- [Challenge]: Could you reproduce the rows from the start through the line containing "<point>993,68</point>", both ends included and requests kept, offsetting each answer point coordinate by 79 but leaving the sample points in the requests unchanged? Leave the pictures out.

##########

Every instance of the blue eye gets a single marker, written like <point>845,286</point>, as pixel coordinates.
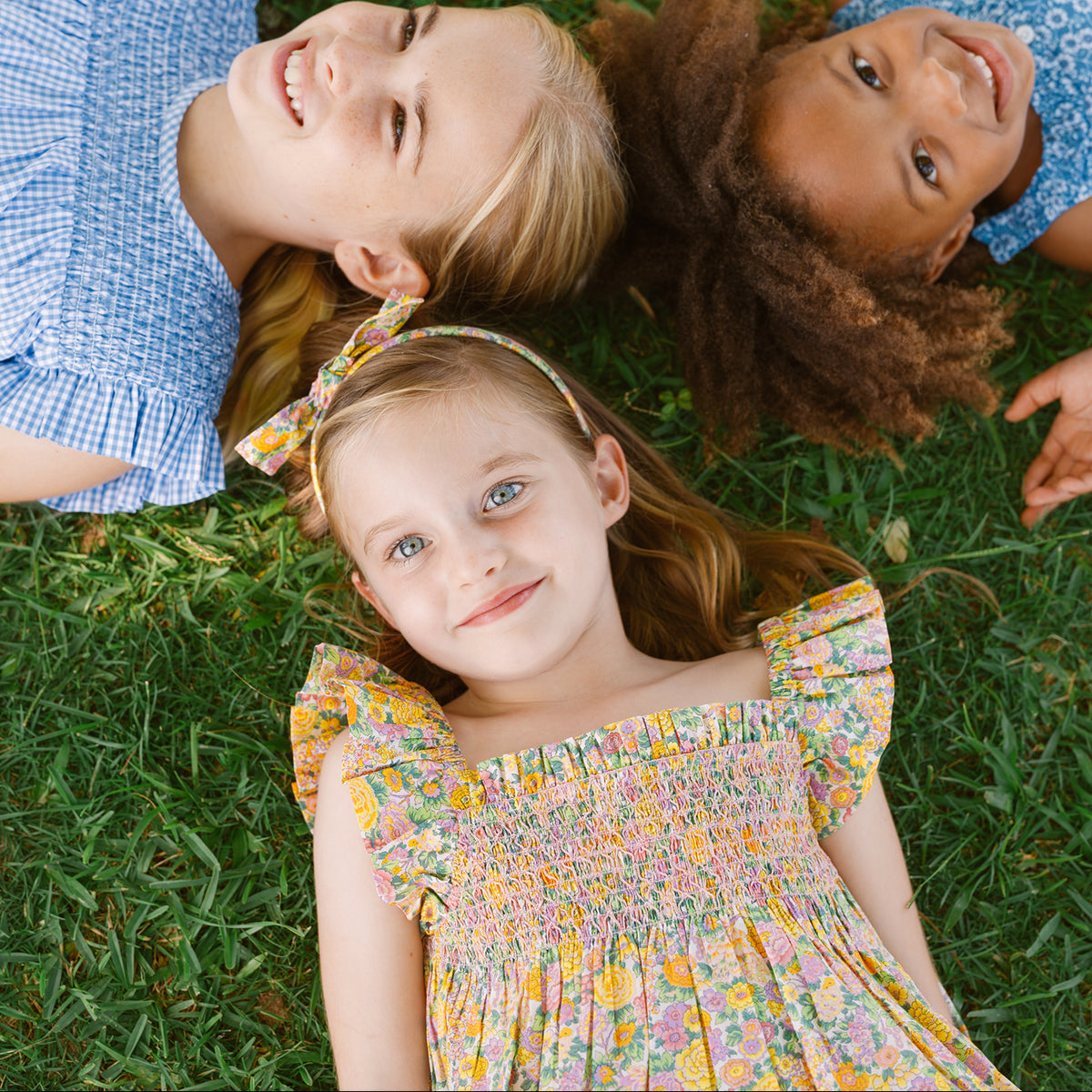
<point>925,167</point>
<point>502,494</point>
<point>408,547</point>
<point>866,74</point>
<point>410,26</point>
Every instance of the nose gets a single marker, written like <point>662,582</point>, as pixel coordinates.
<point>348,65</point>
<point>940,88</point>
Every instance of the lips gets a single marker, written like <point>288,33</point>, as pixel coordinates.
<point>288,77</point>
<point>501,604</point>
<point>993,68</point>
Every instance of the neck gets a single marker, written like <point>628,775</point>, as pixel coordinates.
<point>595,682</point>
<point>1024,170</point>
<point>217,186</point>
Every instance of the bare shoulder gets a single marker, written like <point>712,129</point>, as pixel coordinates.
<point>1068,240</point>
<point>731,677</point>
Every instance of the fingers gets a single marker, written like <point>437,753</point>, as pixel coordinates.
<point>1062,487</point>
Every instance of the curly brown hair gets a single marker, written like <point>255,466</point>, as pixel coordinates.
<point>771,318</point>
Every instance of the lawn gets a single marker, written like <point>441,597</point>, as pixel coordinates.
<point>157,924</point>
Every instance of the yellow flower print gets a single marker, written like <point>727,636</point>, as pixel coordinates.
<point>693,1067</point>
<point>303,719</point>
<point>737,1073</point>
<point>860,754</point>
<point>623,1033</point>
<point>461,797</point>
<point>364,802</point>
<point>677,971</point>
<point>474,1069</point>
<point>572,958</point>
<point>697,846</point>
<point>885,1057</point>
<point>844,796</point>
<point>850,1080</point>
<point>694,1019</point>
<point>614,987</point>
<point>740,996</point>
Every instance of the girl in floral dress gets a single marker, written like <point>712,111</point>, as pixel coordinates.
<point>587,822</point>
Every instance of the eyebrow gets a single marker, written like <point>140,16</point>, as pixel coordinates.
<point>420,104</point>
<point>508,459</point>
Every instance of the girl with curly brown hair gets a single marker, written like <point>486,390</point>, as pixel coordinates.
<point>811,199</point>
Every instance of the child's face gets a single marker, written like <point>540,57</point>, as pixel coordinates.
<point>895,130</point>
<point>399,115</point>
<point>480,538</point>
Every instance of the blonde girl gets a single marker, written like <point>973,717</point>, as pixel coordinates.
<point>162,170</point>
<point>588,822</point>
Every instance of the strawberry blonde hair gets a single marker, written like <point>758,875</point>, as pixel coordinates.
<point>686,573</point>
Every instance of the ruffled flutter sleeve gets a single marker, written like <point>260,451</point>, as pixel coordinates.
<point>833,658</point>
<point>319,714</point>
<point>409,781</point>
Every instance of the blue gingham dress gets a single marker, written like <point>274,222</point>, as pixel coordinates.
<point>118,323</point>
<point>1059,36</point>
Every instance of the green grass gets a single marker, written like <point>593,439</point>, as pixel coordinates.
<point>157,922</point>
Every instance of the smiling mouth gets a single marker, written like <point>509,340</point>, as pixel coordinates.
<point>293,82</point>
<point>501,604</point>
<point>987,74</point>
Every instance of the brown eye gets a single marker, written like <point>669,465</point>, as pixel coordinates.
<point>925,165</point>
<point>866,74</point>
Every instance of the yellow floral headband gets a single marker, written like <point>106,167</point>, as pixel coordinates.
<point>270,445</point>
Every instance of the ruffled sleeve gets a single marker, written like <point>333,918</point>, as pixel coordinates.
<point>833,658</point>
<point>319,714</point>
<point>409,782</point>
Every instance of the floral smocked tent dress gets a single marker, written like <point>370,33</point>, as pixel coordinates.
<point>645,905</point>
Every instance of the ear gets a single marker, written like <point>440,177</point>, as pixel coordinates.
<point>377,272</point>
<point>612,479</point>
<point>948,248</point>
<point>364,590</point>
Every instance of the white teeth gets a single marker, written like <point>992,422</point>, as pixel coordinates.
<point>986,70</point>
<point>292,81</point>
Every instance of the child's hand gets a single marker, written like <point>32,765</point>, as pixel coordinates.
<point>1063,470</point>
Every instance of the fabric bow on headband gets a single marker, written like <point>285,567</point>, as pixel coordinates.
<point>268,446</point>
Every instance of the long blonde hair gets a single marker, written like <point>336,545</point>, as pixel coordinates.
<point>692,581</point>
<point>529,238</point>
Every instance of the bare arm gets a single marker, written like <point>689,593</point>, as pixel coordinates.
<point>1063,470</point>
<point>370,954</point>
<point>32,469</point>
<point>865,850</point>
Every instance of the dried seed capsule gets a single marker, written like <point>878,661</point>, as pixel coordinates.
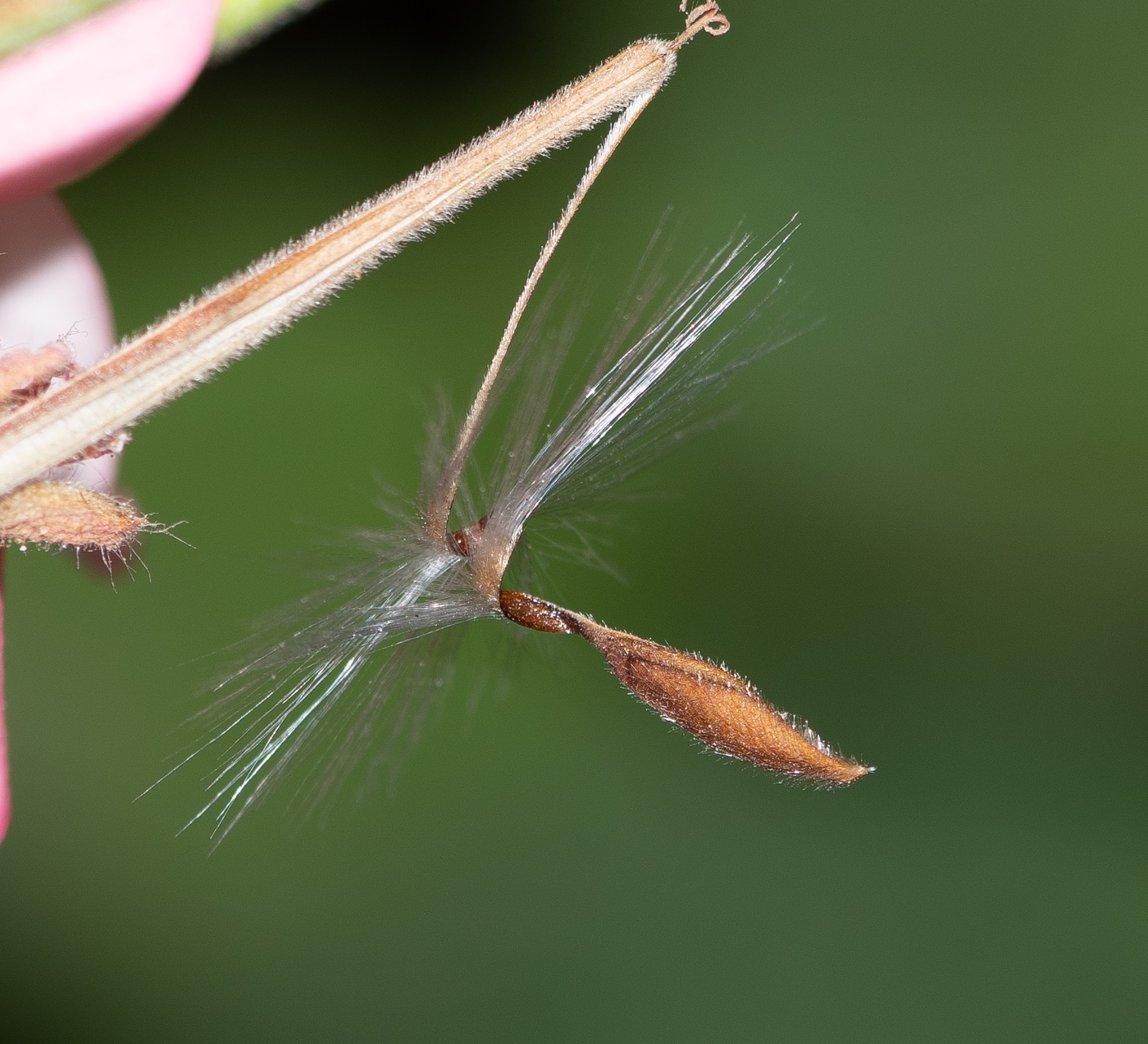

##########

- [Written answer]:
Every instance of the blue eye gets a single marker, written like <point>845,286</point>, as pixel coordinates.
<point>1004,246</point>
<point>581,573</point>
<point>487,626</point>
<point>945,153</point>
<point>489,105</point>
Every instance of the nose gets a single marker, written like <point>662,582</point>, as pixel coordinates.
<point>427,144</point>
<point>1019,167</point>
Every instance of the lips gets a single marker, written like <point>288,33</point>, as pixel coordinates.
<point>367,156</point>
<point>580,683</point>
<point>1072,147</point>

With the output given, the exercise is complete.